▶ _RECORD SET_
## START
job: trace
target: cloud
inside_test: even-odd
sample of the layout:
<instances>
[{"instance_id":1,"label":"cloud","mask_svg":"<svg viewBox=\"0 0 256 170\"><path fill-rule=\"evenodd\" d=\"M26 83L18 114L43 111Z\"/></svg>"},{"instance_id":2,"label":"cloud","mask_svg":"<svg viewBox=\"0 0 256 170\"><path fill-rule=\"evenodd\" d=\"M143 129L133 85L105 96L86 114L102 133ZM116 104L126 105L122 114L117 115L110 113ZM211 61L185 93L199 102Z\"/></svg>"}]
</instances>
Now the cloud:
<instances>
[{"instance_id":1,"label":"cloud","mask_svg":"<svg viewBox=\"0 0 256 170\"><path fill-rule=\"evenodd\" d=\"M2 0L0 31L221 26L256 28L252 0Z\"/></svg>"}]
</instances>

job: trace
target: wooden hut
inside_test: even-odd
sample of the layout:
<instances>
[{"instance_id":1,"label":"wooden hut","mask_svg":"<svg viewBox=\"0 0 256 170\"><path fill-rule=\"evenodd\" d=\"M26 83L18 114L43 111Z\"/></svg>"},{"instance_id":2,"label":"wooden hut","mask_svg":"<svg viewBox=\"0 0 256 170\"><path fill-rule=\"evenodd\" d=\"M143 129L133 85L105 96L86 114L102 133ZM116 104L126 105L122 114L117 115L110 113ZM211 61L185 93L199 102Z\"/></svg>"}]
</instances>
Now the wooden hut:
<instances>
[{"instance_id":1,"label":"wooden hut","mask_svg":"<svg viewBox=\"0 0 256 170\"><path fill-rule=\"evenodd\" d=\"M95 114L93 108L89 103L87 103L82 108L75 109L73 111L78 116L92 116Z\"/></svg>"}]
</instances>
## END
▶ _WORK INSTRUCTIONS_
Reproduce the rows above, substituting "outline" for each occurrence of "trace" and leaving everything else unchanged.

▶ _SOLUTION TO THIS TASK_
job: outline
target: cloud
inside_test: even-odd
sample of the layout:
<instances>
[{"instance_id":1,"label":"cloud","mask_svg":"<svg viewBox=\"0 0 256 170\"><path fill-rule=\"evenodd\" d=\"M26 83L18 114L43 111Z\"/></svg>"},{"instance_id":2,"label":"cloud","mask_svg":"<svg viewBox=\"0 0 256 170\"><path fill-rule=\"evenodd\" d=\"M143 129L133 85L105 96L86 114L102 133ZM116 104L126 105L122 114L117 115L110 113ZM211 61L185 93L199 102Z\"/></svg>"}]
</instances>
Now the cloud:
<instances>
[{"instance_id":1,"label":"cloud","mask_svg":"<svg viewBox=\"0 0 256 170\"><path fill-rule=\"evenodd\" d=\"M2 0L0 31L221 26L256 28L252 0Z\"/></svg>"}]
</instances>

job: outline
target: wooden hut
inside_test: even-odd
sample of the layout:
<instances>
[{"instance_id":1,"label":"wooden hut","mask_svg":"<svg viewBox=\"0 0 256 170\"><path fill-rule=\"evenodd\" d=\"M26 83L18 114L43 111Z\"/></svg>"},{"instance_id":2,"label":"wooden hut","mask_svg":"<svg viewBox=\"0 0 256 170\"><path fill-rule=\"evenodd\" d=\"M143 129L133 85L105 96L86 114L102 133ZM116 104L126 105L122 114L117 115L110 113ZM211 61L185 93L199 102Z\"/></svg>"}]
</instances>
Now the wooden hut:
<instances>
[{"instance_id":1,"label":"wooden hut","mask_svg":"<svg viewBox=\"0 0 256 170\"><path fill-rule=\"evenodd\" d=\"M95 114L93 108L89 103L87 103L82 108L75 109L73 111L78 116L92 116Z\"/></svg>"}]
</instances>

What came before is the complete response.